**Задание:** Установите, согласуются ли с отрывком о создании «Крейцеровой сонаты» следующие утверждения: (а) работа над повестью началась в октябре 1887 года; (б) текст повести стал распространяться в списках лишь после ее завершения; (в) эпиграф к рассказу Лескова взят из окончательного текста повести. Для каждого утверждения ответьте «да» или «нет» и дословно приведите слова отрывка, которые это решают.

Начало работы над повестью относится к октябрю 1887 года.

В процессе создания «Крейцерова соната» подвергалась многочисленным переработкам и коренным переделкам. 31 августа 1889 года Л. Н. Толстой записал в Дневнике: «Вечером читал всем «Крейцерову сонату». Подняло всех. Это очень нужно. Решил печатать в «Неделе» (т. 27, с. 580). Прежде чем повесть была завершена, ее текст (в восьмой редакции) начал распространяться в списках. Сначала повесть переписывали от руки, а затем стали размножать на литографах и гектографах. «Повесть всех подняла, задела за живое», — писала 30 октября 1889 года Кузминская С. А. Толстой. В «Неделе» (1890, № 6) была помещена такая заметка: «В Петербурге идут нескончаемые толки о «Крейцеровой сонате». Черновой набросок ее, неотделанный, незаконченный, прошедший в публику благодаря медвежьей услужливости друзей Л. Н. Толстого, — даже этот черновой список сделался событием» (т. 27, с. 588). А. А. Толстая вспоминала: «…казалось подчас, что публика, забыв все свои личные заботы, жила только литературой графа Толстого… Самые важные политические события редко завладевали всеми с такой силой и полнотой» (т. 27, с. 588). Уже незавершенная редакция породила печатные критические отклики и даже художественные произведения, одним из которых явился рассказ «По поводу «Крейцеровой сонаты» (из «Рассказов кстати») Н. С. Лескова. Эпиграфом он взял слова предпоследней редакции повести Толстого, которые отсутствуют в окончательном тексте: «Всякая девушка нравственно выше мужчины, потому что несравненно его чище. Девушка, выходящая замуж, всегда выше своего мужа. Она выше его и девушкой и становясь женщиной в пашем быту». Сын Толстого Лев Львович, познакомившись с повестью, написал рассказ «Прелюдия Шопена» («Новое время», 1888, июнь).

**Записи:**
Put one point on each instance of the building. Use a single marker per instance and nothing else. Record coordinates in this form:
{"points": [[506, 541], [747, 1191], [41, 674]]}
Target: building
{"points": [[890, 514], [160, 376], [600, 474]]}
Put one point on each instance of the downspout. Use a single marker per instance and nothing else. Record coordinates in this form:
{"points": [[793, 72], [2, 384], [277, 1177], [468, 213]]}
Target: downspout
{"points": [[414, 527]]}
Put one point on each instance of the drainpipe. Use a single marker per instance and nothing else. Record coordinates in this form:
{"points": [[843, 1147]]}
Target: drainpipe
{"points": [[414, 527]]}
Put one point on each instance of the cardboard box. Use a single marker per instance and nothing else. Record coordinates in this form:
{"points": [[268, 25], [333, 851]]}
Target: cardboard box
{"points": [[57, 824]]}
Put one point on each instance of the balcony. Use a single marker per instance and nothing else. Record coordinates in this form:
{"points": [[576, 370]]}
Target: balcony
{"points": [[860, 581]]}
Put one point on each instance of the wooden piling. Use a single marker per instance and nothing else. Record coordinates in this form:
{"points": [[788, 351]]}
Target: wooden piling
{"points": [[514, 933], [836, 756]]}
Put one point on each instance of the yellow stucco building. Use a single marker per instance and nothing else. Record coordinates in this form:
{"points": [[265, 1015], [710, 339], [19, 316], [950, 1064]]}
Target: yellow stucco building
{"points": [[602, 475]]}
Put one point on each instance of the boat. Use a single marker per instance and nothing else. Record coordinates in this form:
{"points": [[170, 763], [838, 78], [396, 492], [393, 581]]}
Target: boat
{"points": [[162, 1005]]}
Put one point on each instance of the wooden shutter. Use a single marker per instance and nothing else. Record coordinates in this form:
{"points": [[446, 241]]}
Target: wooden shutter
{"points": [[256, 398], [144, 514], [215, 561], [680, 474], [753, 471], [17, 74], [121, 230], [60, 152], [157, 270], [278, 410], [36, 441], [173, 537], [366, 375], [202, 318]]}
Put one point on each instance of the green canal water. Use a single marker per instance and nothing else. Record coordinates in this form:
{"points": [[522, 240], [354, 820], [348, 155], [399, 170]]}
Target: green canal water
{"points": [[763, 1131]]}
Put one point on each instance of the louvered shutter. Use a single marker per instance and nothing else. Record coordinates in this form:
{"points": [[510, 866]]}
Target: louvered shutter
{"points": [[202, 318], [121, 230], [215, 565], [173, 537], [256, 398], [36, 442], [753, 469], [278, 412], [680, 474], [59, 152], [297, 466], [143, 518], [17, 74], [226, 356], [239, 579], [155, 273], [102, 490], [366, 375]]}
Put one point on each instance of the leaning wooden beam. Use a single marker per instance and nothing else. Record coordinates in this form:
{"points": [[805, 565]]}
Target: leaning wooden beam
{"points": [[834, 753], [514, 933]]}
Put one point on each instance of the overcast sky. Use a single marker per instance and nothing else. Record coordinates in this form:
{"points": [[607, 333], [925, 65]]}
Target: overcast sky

**Ответ к заданию:**
(а) Да: «Начало работы над повестью относится к октябрю 1887 года».
(б) Нет: «Прежде чем повесть была завершена, ее текст (в восьмой редакции) начал распространяться в списках».
(в) Нет: «Эпиграфом он взял слова предпоследней редакции повести Толстого, которые отсутствуют в окончательном тексте».